> Written task
Copy the lines verbatim, beginning with the line that contains "white blossom on" and continuing through the end of the data, and only those lines.

------ Data listing ------

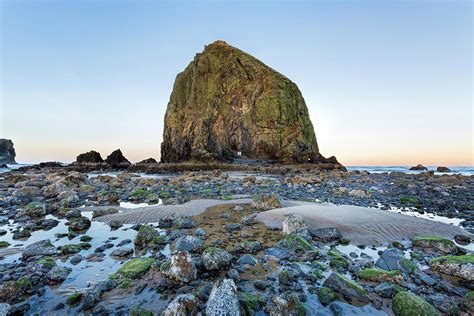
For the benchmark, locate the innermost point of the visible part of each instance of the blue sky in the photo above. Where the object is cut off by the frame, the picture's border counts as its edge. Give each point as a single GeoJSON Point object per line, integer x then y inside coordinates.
{"type": "Point", "coordinates": [386, 82]}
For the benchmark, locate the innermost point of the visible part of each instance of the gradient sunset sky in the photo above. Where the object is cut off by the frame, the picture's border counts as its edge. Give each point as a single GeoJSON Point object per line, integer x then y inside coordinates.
{"type": "Point", "coordinates": [386, 82]}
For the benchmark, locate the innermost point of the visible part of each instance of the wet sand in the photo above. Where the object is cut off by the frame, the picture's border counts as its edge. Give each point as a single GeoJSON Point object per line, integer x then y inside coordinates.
{"type": "Point", "coordinates": [359, 224]}
{"type": "Point", "coordinates": [151, 214]}
{"type": "Point", "coordinates": [362, 225]}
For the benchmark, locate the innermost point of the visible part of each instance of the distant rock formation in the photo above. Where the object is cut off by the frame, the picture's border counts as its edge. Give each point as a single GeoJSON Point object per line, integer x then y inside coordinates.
{"type": "Point", "coordinates": [90, 158]}
{"type": "Point", "coordinates": [7, 152]}
{"type": "Point", "coordinates": [227, 104]}
{"type": "Point", "coordinates": [117, 160]}
{"type": "Point", "coordinates": [443, 169]}
{"type": "Point", "coordinates": [147, 161]}
{"type": "Point", "coordinates": [419, 167]}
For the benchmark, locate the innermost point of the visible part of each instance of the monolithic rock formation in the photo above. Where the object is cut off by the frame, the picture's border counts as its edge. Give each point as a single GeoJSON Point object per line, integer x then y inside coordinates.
{"type": "Point", "coordinates": [117, 160]}
{"type": "Point", "coordinates": [7, 152]}
{"type": "Point", "coordinates": [227, 104]}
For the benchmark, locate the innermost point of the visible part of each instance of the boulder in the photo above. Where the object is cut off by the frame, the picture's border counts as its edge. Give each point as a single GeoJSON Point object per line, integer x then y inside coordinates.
{"type": "Point", "coordinates": [227, 104]}
{"type": "Point", "coordinates": [348, 288]}
{"type": "Point", "coordinates": [40, 248]}
{"type": "Point", "coordinates": [183, 304]}
{"type": "Point", "coordinates": [407, 303]}
{"type": "Point", "coordinates": [325, 234]}
{"type": "Point", "coordinates": [117, 160]}
{"type": "Point", "coordinates": [216, 258]}
{"type": "Point", "coordinates": [443, 169]}
{"type": "Point", "coordinates": [294, 224]}
{"type": "Point", "coordinates": [341, 309]}
{"type": "Point", "coordinates": [419, 168]}
{"type": "Point", "coordinates": [285, 304]}
{"type": "Point", "coordinates": [148, 161]}
{"type": "Point", "coordinates": [188, 243]}
{"type": "Point", "coordinates": [265, 202]}
{"type": "Point", "coordinates": [58, 274]}
{"type": "Point", "coordinates": [459, 266]}
{"type": "Point", "coordinates": [146, 235]}
{"type": "Point", "coordinates": [91, 157]}
{"type": "Point", "coordinates": [435, 243]}
{"type": "Point", "coordinates": [7, 152]}
{"type": "Point", "coordinates": [181, 268]}
{"type": "Point", "coordinates": [223, 299]}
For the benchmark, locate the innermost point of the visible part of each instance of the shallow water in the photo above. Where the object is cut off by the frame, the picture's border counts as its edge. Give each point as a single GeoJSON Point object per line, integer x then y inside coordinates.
{"type": "Point", "coordinates": [432, 217]}
{"type": "Point", "coordinates": [464, 170]}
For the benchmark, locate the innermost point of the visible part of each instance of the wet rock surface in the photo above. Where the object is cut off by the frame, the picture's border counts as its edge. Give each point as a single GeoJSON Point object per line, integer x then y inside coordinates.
{"type": "Point", "coordinates": [56, 257]}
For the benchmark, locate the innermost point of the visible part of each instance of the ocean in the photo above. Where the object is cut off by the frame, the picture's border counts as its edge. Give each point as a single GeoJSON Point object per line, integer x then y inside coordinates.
{"type": "Point", "coordinates": [467, 171]}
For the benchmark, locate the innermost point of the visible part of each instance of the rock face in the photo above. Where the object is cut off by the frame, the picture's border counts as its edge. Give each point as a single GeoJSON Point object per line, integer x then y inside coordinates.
{"type": "Point", "coordinates": [226, 102]}
{"type": "Point", "coordinates": [7, 152]}
{"type": "Point", "coordinates": [117, 160]}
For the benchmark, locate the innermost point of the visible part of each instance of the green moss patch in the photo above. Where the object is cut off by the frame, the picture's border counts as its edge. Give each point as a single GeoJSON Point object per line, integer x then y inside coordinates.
{"type": "Point", "coordinates": [454, 259]}
{"type": "Point", "coordinates": [408, 304]}
{"type": "Point", "coordinates": [378, 275]}
{"type": "Point", "coordinates": [136, 267]}
{"type": "Point", "coordinates": [409, 201]}
{"type": "Point", "coordinates": [74, 298]}
{"type": "Point", "coordinates": [353, 285]}
{"type": "Point", "coordinates": [47, 262]}
{"type": "Point", "coordinates": [251, 302]}
{"type": "Point", "coordinates": [326, 296]}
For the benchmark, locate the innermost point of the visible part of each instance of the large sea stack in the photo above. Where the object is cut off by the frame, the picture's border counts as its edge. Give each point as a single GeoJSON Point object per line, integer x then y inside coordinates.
{"type": "Point", "coordinates": [227, 104]}
{"type": "Point", "coordinates": [7, 151]}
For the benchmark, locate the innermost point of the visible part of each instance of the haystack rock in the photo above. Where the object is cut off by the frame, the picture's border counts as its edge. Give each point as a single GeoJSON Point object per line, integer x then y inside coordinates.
{"type": "Point", "coordinates": [117, 160]}
{"type": "Point", "coordinates": [7, 152]}
{"type": "Point", "coordinates": [227, 104]}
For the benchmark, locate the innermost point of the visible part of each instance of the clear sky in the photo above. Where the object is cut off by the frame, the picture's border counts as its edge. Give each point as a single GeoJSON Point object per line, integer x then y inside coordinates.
{"type": "Point", "coordinates": [386, 82]}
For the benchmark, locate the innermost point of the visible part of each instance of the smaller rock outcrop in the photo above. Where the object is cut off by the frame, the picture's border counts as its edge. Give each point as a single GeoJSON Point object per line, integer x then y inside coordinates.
{"type": "Point", "coordinates": [223, 299]}
{"type": "Point", "coordinates": [148, 161]}
{"type": "Point", "coordinates": [117, 160]}
{"type": "Point", "coordinates": [443, 169]}
{"type": "Point", "coordinates": [90, 158]}
{"type": "Point", "coordinates": [7, 151]}
{"type": "Point", "coordinates": [419, 168]}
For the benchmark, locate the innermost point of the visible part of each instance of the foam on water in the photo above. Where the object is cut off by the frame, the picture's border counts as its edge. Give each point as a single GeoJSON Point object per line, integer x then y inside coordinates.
{"type": "Point", "coordinates": [464, 170]}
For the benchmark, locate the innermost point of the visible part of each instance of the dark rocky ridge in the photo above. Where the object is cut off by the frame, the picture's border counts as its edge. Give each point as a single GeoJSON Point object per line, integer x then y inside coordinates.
{"type": "Point", "coordinates": [7, 151]}
{"type": "Point", "coordinates": [91, 157]}
{"type": "Point", "coordinates": [226, 102]}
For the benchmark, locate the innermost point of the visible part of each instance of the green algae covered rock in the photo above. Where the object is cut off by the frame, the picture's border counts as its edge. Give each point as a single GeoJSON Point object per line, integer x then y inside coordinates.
{"type": "Point", "coordinates": [379, 275]}
{"type": "Point", "coordinates": [227, 102]}
{"type": "Point", "coordinates": [459, 266]}
{"type": "Point", "coordinates": [348, 288]}
{"type": "Point", "coordinates": [136, 267]}
{"type": "Point", "coordinates": [408, 304]}
{"type": "Point", "coordinates": [326, 296]}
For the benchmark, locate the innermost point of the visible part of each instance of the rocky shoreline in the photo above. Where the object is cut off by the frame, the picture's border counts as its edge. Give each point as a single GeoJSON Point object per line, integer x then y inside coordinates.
{"type": "Point", "coordinates": [58, 258]}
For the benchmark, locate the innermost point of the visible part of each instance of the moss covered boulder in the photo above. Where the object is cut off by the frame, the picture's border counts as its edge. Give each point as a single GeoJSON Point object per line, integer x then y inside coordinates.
{"type": "Point", "coordinates": [459, 266]}
{"type": "Point", "coordinates": [348, 288]}
{"type": "Point", "coordinates": [379, 275]}
{"type": "Point", "coordinates": [286, 304]}
{"type": "Point", "coordinates": [295, 243]}
{"type": "Point", "coordinates": [227, 102]}
{"type": "Point", "coordinates": [136, 267]}
{"type": "Point", "coordinates": [408, 304]}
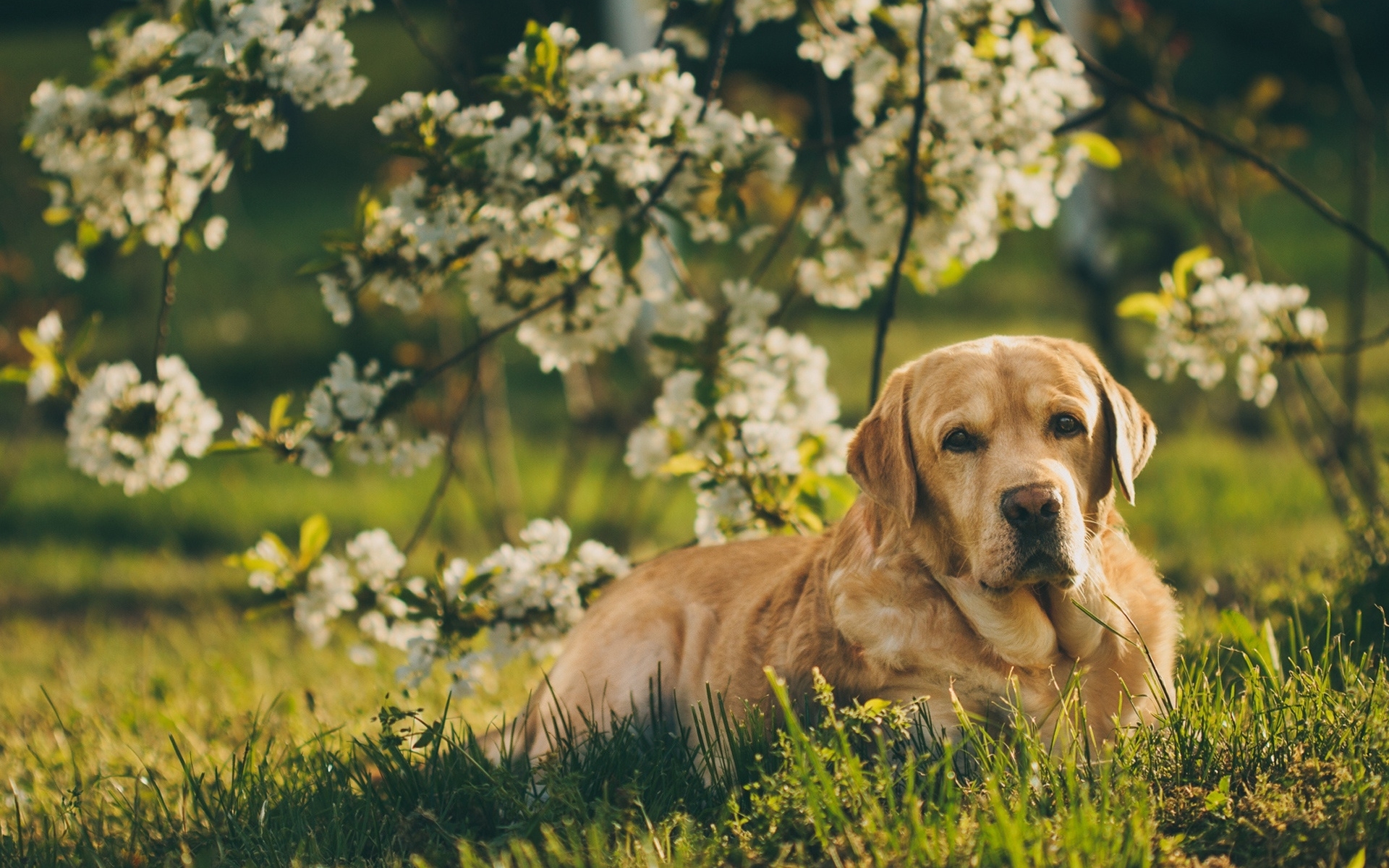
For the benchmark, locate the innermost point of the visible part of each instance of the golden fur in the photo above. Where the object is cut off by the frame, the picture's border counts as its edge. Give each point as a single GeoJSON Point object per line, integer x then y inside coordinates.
{"type": "Point", "coordinates": [922, 590]}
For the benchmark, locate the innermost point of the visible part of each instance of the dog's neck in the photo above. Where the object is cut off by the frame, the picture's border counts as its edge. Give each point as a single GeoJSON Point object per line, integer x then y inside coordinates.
{"type": "Point", "coordinates": [888, 582]}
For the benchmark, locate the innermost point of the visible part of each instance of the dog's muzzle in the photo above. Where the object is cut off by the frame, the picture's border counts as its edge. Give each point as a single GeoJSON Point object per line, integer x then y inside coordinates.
{"type": "Point", "coordinates": [1034, 511]}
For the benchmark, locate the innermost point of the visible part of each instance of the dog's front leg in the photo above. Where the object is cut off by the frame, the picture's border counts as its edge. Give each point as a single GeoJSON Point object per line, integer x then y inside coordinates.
{"type": "Point", "coordinates": [1013, 621]}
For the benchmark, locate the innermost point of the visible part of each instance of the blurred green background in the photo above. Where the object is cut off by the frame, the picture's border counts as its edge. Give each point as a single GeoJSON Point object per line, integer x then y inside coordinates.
{"type": "Point", "coordinates": [103, 595]}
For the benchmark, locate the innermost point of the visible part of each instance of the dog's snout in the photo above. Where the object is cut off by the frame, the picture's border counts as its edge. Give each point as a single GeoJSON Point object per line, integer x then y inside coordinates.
{"type": "Point", "coordinates": [1032, 509]}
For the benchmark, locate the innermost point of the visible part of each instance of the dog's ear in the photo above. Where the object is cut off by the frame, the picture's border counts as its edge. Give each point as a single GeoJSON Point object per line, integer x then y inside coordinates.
{"type": "Point", "coordinates": [1131, 433]}
{"type": "Point", "coordinates": [881, 459]}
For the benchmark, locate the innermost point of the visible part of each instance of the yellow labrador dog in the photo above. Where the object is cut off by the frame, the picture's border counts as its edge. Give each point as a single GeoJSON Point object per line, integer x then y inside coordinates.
{"type": "Point", "coordinates": [990, 472]}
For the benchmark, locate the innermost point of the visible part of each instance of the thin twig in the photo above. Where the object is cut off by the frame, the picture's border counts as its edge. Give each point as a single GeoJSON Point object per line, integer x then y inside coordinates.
{"type": "Point", "coordinates": [167, 294]}
{"type": "Point", "coordinates": [427, 49]}
{"type": "Point", "coordinates": [666, 22]}
{"type": "Point", "coordinates": [889, 300]}
{"type": "Point", "coordinates": [827, 122]}
{"type": "Point", "coordinates": [718, 57]}
{"type": "Point", "coordinates": [1281, 175]}
{"type": "Point", "coordinates": [1085, 119]}
{"type": "Point", "coordinates": [451, 469]}
{"type": "Point", "coordinates": [1362, 185]}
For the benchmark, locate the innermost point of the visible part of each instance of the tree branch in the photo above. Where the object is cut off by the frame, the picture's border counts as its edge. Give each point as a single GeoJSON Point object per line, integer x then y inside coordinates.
{"type": "Point", "coordinates": [451, 469]}
{"type": "Point", "coordinates": [1085, 119]}
{"type": "Point", "coordinates": [889, 302]}
{"type": "Point", "coordinates": [718, 56]}
{"type": "Point", "coordinates": [167, 294]}
{"type": "Point", "coordinates": [1281, 175]}
{"type": "Point", "coordinates": [427, 48]}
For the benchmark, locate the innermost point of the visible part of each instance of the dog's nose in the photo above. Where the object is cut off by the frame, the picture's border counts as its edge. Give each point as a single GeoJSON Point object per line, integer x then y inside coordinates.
{"type": "Point", "coordinates": [1031, 509]}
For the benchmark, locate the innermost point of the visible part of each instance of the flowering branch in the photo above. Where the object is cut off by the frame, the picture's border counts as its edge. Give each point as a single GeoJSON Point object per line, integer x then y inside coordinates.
{"type": "Point", "coordinates": [451, 467]}
{"type": "Point", "coordinates": [1275, 171]}
{"type": "Point", "coordinates": [889, 302]}
{"type": "Point", "coordinates": [167, 289]}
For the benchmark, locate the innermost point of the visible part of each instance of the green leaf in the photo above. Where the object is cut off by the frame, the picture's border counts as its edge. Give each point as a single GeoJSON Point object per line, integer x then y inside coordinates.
{"type": "Point", "coordinates": [313, 539]}
{"type": "Point", "coordinates": [1097, 149]}
{"type": "Point", "coordinates": [626, 244]}
{"type": "Point", "coordinates": [321, 264]}
{"type": "Point", "coordinates": [877, 706]}
{"type": "Point", "coordinates": [88, 235]}
{"type": "Point", "coordinates": [278, 412]}
{"type": "Point", "coordinates": [684, 464]}
{"type": "Point", "coordinates": [952, 274]}
{"type": "Point", "coordinates": [1182, 268]}
{"type": "Point", "coordinates": [1142, 306]}
{"type": "Point", "coordinates": [228, 446]}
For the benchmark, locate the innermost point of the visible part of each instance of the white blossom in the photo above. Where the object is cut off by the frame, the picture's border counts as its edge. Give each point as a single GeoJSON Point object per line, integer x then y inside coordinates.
{"type": "Point", "coordinates": [129, 433]}
{"type": "Point", "coordinates": [768, 412]}
{"type": "Point", "coordinates": [375, 558]}
{"type": "Point", "coordinates": [344, 407]}
{"type": "Point", "coordinates": [328, 595]}
{"type": "Point", "coordinates": [520, 600]}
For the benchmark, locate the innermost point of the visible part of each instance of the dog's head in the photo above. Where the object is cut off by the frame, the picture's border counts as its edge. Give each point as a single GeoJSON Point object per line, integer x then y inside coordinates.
{"type": "Point", "coordinates": [1001, 456]}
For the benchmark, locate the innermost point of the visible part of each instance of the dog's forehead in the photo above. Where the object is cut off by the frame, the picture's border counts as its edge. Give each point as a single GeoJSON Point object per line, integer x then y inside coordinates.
{"type": "Point", "coordinates": [978, 377]}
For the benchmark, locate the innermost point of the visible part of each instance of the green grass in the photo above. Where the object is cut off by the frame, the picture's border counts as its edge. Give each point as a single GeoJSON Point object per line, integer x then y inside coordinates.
{"type": "Point", "coordinates": [1266, 757]}
{"type": "Point", "coordinates": [152, 715]}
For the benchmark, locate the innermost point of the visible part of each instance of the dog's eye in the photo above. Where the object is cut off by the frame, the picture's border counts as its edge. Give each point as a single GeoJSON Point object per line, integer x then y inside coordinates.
{"type": "Point", "coordinates": [960, 441]}
{"type": "Point", "coordinates": [1066, 425]}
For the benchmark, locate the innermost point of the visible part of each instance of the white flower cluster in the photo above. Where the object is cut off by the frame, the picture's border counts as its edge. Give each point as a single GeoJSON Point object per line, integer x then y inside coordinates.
{"type": "Point", "coordinates": [757, 436]}
{"type": "Point", "coordinates": [134, 153]}
{"type": "Point", "coordinates": [344, 407]}
{"type": "Point", "coordinates": [988, 163]}
{"type": "Point", "coordinates": [474, 618]}
{"type": "Point", "coordinates": [537, 596]}
{"type": "Point", "coordinates": [530, 203]}
{"type": "Point", "coordinates": [1226, 317]}
{"type": "Point", "coordinates": [129, 433]}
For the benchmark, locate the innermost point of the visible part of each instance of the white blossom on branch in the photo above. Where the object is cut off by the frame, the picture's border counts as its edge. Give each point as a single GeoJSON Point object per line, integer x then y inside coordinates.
{"type": "Point", "coordinates": [128, 433]}
{"type": "Point", "coordinates": [132, 155]}
{"type": "Point", "coordinates": [757, 436]}
{"type": "Point", "coordinates": [519, 206]}
{"type": "Point", "coordinates": [1226, 318]}
{"type": "Point", "coordinates": [352, 409]}
{"type": "Point", "coordinates": [996, 88]}
{"type": "Point", "coordinates": [471, 618]}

------

> The result
For the benchmark, locate the innermost point of the visible part of each instance of the white blossom on branch in the photo above. Where the object is cut off by the frame, the picture's border counts as its edge. Give each point as a single GeoJSON Point object per line, integer x then y inside coordinates.
{"type": "Point", "coordinates": [128, 433]}
{"type": "Point", "coordinates": [132, 155]}
{"type": "Point", "coordinates": [757, 436]}
{"type": "Point", "coordinates": [519, 206]}
{"type": "Point", "coordinates": [1226, 318]}
{"type": "Point", "coordinates": [352, 409]}
{"type": "Point", "coordinates": [996, 88]}
{"type": "Point", "coordinates": [471, 618]}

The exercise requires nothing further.